===== RECORDED INFORMATION =====

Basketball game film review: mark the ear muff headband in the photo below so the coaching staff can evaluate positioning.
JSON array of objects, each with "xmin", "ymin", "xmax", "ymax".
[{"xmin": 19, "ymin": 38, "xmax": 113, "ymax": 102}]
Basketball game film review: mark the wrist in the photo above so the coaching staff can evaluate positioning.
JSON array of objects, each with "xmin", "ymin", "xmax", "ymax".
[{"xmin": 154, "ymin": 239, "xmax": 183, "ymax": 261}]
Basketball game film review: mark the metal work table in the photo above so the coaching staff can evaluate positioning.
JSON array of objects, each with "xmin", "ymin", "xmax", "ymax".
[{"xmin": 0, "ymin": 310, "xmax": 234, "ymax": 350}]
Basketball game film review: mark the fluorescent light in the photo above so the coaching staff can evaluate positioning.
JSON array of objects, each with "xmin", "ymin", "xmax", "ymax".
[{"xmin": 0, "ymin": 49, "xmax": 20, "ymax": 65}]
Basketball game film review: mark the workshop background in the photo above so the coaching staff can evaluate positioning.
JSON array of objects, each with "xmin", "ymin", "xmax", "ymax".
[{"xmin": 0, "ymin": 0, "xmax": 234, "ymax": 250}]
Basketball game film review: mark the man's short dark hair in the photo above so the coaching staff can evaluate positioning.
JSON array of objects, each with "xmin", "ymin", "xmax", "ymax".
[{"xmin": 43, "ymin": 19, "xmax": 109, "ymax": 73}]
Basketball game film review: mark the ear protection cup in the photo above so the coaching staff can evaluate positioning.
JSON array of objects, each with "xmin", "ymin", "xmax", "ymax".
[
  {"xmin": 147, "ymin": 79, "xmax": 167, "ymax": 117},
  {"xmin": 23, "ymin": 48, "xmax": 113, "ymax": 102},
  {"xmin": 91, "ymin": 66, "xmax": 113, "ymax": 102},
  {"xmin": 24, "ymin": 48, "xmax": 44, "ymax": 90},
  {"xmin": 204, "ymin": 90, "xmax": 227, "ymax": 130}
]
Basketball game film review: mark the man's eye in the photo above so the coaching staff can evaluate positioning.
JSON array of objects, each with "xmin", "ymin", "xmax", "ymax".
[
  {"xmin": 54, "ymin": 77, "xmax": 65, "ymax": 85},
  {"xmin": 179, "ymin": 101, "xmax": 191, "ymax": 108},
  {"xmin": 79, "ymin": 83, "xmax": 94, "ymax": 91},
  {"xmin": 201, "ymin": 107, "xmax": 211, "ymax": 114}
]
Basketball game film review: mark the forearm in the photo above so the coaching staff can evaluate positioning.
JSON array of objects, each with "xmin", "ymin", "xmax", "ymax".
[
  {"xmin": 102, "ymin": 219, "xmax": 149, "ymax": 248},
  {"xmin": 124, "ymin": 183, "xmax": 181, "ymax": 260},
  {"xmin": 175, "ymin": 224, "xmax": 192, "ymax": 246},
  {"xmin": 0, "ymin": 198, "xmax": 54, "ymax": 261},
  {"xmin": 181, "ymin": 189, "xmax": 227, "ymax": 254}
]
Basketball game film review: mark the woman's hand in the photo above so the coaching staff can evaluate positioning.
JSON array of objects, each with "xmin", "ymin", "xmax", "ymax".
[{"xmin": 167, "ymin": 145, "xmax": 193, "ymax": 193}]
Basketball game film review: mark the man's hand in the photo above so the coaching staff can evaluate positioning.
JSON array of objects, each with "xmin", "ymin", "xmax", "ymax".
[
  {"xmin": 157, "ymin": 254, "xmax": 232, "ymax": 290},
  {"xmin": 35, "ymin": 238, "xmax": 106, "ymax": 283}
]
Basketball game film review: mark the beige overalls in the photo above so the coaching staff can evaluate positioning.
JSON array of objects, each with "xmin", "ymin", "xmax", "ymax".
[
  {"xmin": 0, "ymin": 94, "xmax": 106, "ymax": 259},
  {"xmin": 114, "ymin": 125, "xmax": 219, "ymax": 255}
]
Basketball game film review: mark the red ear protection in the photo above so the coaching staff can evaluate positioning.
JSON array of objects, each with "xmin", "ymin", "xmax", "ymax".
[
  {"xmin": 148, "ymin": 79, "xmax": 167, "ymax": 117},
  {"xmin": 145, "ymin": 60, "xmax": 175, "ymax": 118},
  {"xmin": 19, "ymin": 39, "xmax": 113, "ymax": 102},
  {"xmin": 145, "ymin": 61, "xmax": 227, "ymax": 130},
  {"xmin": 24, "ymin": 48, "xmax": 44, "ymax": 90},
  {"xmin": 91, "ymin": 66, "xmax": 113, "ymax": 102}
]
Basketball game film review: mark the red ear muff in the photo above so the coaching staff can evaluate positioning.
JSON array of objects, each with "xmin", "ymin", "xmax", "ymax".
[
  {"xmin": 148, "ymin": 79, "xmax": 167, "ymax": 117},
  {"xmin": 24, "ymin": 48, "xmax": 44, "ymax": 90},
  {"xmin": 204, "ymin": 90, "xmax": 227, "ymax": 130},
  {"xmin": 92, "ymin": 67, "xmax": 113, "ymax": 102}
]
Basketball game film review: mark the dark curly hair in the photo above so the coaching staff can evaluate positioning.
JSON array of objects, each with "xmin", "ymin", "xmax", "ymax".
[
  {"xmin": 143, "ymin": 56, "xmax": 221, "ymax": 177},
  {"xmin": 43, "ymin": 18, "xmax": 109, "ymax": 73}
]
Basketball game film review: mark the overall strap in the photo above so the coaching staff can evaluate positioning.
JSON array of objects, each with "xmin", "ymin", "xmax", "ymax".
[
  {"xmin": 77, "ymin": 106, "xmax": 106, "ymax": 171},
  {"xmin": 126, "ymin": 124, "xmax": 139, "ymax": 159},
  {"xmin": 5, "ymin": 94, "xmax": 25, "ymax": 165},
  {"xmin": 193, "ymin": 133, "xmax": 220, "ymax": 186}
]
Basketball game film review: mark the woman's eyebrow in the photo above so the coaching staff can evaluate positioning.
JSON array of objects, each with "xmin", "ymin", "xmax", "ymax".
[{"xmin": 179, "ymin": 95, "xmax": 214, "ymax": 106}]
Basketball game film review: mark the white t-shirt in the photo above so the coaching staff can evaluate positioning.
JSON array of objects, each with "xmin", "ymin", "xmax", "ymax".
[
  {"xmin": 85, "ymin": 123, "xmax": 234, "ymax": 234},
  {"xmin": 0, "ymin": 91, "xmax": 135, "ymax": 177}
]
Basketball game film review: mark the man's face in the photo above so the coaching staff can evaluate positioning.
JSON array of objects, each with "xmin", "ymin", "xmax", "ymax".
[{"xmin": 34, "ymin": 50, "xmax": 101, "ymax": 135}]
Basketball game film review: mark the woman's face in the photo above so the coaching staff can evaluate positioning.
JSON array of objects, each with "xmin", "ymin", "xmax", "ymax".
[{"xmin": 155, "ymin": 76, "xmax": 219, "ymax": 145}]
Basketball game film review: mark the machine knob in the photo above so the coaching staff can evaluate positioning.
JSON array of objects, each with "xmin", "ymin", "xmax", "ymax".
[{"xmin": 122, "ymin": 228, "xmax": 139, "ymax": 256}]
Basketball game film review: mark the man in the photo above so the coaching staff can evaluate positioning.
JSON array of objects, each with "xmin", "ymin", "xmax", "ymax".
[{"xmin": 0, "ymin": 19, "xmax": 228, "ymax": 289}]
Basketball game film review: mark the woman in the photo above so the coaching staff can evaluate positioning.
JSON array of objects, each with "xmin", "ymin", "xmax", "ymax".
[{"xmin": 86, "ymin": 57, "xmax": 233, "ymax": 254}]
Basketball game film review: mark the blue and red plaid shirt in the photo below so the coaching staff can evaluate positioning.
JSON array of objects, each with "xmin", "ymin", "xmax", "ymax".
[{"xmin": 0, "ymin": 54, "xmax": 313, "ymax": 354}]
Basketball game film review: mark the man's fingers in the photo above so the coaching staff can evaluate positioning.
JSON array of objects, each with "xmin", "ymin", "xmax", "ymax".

=====

[STATED PROBLEM] Take the line containing "Basketball game film review: mark the man's fingers" and every line after it through the end of the items, and write them out again with "fingers" changed to "knuckles" and everything else left the same.

[COMPLETED EXERCISE]
Basketball game film review: mark the man's knuckles in the photo above so the coaching staff can evaluate positioning.
JSON array of objects, each with "xmin", "ymin", "xmax", "ymax".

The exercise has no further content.